• **Your objective**:
Reproduce the closing part of the entries exactly: the line with "Objective — drop a marker on each instance of the rocky" and all lines after it, ending with the last line, and nothing else.

• **The data**:
-- Begin --
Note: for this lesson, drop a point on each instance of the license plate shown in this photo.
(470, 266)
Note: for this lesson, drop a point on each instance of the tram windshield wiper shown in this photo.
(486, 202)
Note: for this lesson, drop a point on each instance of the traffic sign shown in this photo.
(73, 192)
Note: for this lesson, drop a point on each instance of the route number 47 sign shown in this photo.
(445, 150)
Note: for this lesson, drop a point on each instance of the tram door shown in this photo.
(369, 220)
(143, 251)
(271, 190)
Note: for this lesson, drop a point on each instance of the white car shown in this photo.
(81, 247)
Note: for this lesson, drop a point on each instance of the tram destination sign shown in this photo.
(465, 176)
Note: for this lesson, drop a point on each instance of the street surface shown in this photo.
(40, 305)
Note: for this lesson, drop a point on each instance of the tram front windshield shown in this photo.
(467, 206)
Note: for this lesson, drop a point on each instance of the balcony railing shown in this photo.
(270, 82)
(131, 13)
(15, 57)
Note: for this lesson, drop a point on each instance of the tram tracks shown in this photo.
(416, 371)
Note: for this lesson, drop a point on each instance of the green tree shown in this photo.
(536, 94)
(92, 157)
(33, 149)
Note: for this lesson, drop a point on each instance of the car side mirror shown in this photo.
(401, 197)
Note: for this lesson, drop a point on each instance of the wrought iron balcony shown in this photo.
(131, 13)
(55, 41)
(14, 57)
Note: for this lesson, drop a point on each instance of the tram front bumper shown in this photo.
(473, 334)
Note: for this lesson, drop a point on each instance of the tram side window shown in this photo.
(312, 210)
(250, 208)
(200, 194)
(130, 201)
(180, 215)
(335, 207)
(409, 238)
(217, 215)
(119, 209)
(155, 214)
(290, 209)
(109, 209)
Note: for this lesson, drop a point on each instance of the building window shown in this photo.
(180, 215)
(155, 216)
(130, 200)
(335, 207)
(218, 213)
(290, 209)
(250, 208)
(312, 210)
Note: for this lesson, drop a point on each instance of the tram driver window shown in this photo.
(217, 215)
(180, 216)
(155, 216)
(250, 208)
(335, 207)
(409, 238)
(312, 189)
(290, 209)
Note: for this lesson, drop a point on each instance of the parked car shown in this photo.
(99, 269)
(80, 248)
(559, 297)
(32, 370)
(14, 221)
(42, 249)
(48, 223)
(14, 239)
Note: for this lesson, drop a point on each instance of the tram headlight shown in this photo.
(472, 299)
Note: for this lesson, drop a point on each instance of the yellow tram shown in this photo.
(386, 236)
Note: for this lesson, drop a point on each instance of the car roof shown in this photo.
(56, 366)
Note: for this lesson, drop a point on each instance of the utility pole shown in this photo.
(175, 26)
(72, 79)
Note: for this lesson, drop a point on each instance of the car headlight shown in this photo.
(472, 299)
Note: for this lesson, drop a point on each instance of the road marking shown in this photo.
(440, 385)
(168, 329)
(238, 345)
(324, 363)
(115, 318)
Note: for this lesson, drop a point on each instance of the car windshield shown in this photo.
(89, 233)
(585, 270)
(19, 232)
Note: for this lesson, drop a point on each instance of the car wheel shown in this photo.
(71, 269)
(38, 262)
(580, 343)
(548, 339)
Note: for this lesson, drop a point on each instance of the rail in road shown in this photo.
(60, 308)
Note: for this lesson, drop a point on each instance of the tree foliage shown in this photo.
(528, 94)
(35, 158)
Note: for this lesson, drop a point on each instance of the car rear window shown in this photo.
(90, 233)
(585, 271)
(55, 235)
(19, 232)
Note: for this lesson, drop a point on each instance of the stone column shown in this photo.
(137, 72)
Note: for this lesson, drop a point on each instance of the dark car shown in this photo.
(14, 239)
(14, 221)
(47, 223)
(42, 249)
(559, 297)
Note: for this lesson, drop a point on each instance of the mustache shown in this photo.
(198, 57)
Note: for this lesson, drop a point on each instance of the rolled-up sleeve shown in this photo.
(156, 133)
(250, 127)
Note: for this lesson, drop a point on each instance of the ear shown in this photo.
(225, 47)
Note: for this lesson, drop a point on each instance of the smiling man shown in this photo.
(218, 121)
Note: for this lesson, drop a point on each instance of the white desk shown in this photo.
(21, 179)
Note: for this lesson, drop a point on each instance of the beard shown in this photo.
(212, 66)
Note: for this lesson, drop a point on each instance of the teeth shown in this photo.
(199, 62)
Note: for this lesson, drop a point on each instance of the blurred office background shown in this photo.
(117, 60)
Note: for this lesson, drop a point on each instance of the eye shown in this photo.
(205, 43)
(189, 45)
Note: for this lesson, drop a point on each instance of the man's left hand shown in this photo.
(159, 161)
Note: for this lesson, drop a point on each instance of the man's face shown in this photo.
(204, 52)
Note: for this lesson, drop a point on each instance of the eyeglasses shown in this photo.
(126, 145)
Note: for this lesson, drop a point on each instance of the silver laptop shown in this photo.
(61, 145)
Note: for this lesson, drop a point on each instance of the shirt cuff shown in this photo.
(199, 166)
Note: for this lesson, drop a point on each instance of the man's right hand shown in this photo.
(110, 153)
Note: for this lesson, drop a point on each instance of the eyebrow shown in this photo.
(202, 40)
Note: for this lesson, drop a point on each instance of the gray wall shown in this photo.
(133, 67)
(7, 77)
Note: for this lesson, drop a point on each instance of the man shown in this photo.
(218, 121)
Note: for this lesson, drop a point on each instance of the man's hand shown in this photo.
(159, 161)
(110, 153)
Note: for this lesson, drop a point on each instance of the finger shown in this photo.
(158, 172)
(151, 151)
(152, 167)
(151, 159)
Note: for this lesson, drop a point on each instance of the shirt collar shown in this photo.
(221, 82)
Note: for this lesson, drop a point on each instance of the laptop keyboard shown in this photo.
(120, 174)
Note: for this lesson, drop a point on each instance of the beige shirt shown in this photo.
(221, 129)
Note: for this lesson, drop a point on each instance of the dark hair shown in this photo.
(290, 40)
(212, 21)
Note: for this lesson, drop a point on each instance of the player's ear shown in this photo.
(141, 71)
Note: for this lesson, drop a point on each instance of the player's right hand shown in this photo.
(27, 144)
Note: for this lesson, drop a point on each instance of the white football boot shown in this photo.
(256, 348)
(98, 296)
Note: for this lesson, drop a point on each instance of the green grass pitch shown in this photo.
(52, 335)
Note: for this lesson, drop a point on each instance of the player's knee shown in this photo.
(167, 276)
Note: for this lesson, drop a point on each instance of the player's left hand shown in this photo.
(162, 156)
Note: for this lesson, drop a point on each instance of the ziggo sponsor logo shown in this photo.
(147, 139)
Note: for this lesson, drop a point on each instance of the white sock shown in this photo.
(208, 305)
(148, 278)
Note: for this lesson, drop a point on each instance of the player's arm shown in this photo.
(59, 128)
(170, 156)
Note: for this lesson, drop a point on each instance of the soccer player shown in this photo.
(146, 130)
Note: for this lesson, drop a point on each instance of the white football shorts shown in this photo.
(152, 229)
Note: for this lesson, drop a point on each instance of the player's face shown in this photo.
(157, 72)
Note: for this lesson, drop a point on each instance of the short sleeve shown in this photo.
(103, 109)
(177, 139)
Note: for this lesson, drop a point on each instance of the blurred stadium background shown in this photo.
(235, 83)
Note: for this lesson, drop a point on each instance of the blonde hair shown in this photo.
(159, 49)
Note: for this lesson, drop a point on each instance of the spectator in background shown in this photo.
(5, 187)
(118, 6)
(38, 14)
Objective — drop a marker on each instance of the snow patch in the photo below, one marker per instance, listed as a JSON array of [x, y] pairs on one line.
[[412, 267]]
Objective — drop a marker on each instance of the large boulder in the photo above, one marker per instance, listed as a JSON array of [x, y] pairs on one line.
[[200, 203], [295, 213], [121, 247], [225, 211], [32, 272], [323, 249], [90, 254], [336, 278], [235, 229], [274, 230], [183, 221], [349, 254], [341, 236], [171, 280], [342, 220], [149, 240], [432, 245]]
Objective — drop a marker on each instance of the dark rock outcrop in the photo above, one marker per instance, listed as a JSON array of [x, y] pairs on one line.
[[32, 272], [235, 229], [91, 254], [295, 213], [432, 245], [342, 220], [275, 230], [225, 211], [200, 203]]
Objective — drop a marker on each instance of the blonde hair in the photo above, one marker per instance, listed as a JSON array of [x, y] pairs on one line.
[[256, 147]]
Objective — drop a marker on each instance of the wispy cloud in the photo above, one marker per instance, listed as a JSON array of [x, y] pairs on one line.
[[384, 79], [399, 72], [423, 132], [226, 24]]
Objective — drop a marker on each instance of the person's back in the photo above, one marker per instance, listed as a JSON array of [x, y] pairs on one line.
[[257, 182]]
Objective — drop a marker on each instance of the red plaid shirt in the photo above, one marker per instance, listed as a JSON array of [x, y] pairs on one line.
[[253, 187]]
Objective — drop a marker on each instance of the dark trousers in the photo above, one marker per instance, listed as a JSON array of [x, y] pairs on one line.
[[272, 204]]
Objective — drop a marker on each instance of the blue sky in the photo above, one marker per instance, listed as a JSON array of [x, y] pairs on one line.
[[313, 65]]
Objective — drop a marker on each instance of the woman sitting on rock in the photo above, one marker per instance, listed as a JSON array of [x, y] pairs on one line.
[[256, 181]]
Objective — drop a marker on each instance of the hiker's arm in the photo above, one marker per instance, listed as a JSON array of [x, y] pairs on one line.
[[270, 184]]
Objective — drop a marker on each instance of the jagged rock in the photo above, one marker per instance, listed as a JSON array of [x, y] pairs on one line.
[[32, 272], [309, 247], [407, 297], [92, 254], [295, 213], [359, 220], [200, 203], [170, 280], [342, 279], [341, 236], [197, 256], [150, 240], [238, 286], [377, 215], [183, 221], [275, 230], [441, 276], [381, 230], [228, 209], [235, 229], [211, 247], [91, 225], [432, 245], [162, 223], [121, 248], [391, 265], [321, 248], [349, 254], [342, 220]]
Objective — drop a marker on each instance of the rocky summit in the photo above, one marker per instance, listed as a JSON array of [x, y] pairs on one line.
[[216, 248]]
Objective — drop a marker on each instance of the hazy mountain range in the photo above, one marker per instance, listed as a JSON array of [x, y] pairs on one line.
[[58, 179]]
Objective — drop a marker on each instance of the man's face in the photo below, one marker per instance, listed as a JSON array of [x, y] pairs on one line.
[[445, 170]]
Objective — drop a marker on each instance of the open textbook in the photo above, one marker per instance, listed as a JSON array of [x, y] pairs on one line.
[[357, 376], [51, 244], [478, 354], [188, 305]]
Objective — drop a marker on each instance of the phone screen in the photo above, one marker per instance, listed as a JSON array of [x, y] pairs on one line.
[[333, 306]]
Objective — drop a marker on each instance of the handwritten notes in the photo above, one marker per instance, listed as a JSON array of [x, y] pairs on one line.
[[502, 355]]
-- End --
• **Answer to the exercise**:
Objective — drop a marker on each instance of the rocky summit in the photo above, one marker per instance, listed as a JSON array of [x, y] pairs on one line.
[[216, 248]]
Objective — drop a marker on each instance of the hazy mountain range in the photo above, one marker per instance, listed as a JSON array of [x, y] pairs on one line.
[[58, 179]]
Objective — drop a marker on each instance of the man's face in the photo below, one marker per instance, listed as a JSON array of [x, y] pairs on one line.
[[445, 170]]
Objective — drop a marker on each instance of the open textbook in the photo above, one marker per instance, listed as a JSON array of [x, y] pairs on one line.
[[357, 376], [51, 244], [478, 354], [188, 305]]
Objective — drop a marker on each instance of the phone screen in the photo above, one marker per instance, listed as a JSON array of [x, y] pairs on one line.
[[333, 306]]
Objective — drop a marker on each instance of the handwritten notes in the photo above, one marker per instance, listed as a JSON array of [x, y] pairs on one line.
[[502, 355]]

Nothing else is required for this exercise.